**Prompt:** Leaving out the images, repeat all the lines below exactly.

───

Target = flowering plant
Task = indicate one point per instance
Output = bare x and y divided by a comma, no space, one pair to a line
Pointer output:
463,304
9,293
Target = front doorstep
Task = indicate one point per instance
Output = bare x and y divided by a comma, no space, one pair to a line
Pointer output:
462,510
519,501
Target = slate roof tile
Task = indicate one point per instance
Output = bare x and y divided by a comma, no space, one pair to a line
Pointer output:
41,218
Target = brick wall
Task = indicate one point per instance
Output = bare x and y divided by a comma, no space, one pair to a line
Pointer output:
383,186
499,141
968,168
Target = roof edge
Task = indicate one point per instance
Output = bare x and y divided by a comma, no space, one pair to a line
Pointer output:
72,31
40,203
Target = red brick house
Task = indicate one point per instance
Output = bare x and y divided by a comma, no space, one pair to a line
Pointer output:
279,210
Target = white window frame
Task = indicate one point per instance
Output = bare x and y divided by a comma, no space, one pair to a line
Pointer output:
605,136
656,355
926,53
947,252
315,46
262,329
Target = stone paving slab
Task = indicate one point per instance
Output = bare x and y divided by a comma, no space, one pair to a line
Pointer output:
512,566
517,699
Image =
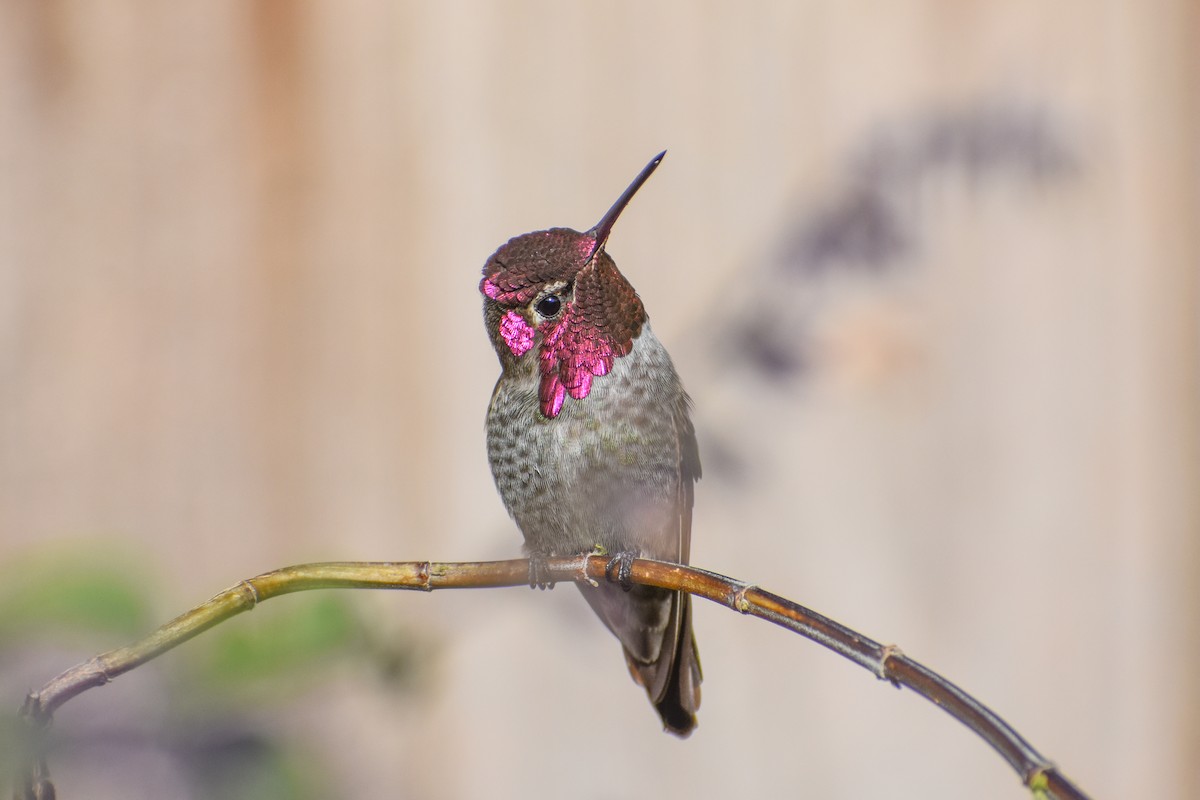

───

**Output of the exercise:**
Target = flowering plant
Task = indicate one point per instance
Output = bare x and y divided by a comma, no space, one pair to a line
Pointer output:
463,304
9,293
Target = front doorstep
Task = indicate one point per instance
Output = bare x and y divided by a comma, no space, one pair to a line
Pointer output:
462,510
519,501
Target = slate roof tile
Task = indicate one point per instance
Output = bare x and y divided by a comma, no space, one pair to a line
Pointer output:
41,218
Target = brick wall
Task = indicate one point per instance
Output = bare x and y divided by a comma, no space, one pair to a line
Pointer output:
383,186
499,141
968,168
Target = roof edge
Task = indicate one point per instance
Output = bare x and y divided by a comma, no space, one pair to a line
Pointer output:
72,31
40,203
Target = red brick house
Task = indicate one point per instance
Output = bare x and y divided by a comma, no space, one pair to a line
Pointer output:
279,210
Target = white window frame
Task = indicate one point per instance
Output = bare x and y divided by a comma, no space, one pair to a line
Pointer output:
605,136
656,355
926,53
947,252
315,46
262,329
Target = stone paving slab
Task = indicate one point per instance
Output = bare x and y divided by a comma, no space, one pair to a line
Pointer output:
512,566
517,699
Image =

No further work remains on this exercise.